[start of RECORDS FOR PROCESSING]
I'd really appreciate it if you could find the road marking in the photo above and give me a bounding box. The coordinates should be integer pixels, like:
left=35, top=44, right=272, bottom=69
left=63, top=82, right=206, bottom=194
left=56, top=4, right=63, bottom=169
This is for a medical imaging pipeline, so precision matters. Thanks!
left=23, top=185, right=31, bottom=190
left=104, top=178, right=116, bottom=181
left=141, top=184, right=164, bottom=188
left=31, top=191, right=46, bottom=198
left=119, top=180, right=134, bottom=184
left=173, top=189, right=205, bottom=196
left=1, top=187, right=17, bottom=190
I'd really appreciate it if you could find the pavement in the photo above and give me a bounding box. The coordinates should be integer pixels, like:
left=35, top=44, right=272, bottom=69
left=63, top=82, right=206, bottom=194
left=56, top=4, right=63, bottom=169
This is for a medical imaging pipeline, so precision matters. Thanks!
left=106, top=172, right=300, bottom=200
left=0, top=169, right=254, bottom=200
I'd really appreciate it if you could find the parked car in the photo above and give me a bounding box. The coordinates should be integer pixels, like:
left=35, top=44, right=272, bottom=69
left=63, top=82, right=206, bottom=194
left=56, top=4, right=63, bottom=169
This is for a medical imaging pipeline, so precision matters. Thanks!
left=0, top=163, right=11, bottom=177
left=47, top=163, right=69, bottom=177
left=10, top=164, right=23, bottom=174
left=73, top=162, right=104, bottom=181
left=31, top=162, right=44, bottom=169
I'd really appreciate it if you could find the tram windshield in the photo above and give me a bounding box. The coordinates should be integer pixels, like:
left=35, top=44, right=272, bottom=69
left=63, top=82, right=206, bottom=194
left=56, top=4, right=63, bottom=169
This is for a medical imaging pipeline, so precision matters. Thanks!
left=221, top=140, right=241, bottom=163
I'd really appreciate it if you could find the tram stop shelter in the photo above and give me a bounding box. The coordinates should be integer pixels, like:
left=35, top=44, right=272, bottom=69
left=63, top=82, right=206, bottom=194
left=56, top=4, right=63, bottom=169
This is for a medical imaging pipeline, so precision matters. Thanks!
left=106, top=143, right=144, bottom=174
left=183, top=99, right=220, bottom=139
[end of RECORDS FOR PROCESSING]
Copy the lines between the one holding "I'd really appreciate it if you could find the parked" and the one holding "left=31, top=162, right=44, bottom=169", inclusive, and switch "precision" to "accuracy", leaving everything else as it stands.

▶ **FULL ANSWER**
I'd really appreciate it if you could find the parked car in the photo above and give me a bounding box. The coordinates should be integer pixels, like:
left=35, top=44, right=272, bottom=69
left=63, top=82, right=206, bottom=194
left=56, top=4, right=63, bottom=169
This is for a medical imaging pipeline, so accuracy matters. Thanks!
left=0, top=163, right=11, bottom=177
left=47, top=163, right=69, bottom=177
left=10, top=164, right=23, bottom=174
left=73, top=162, right=104, bottom=181
left=31, top=162, right=44, bottom=169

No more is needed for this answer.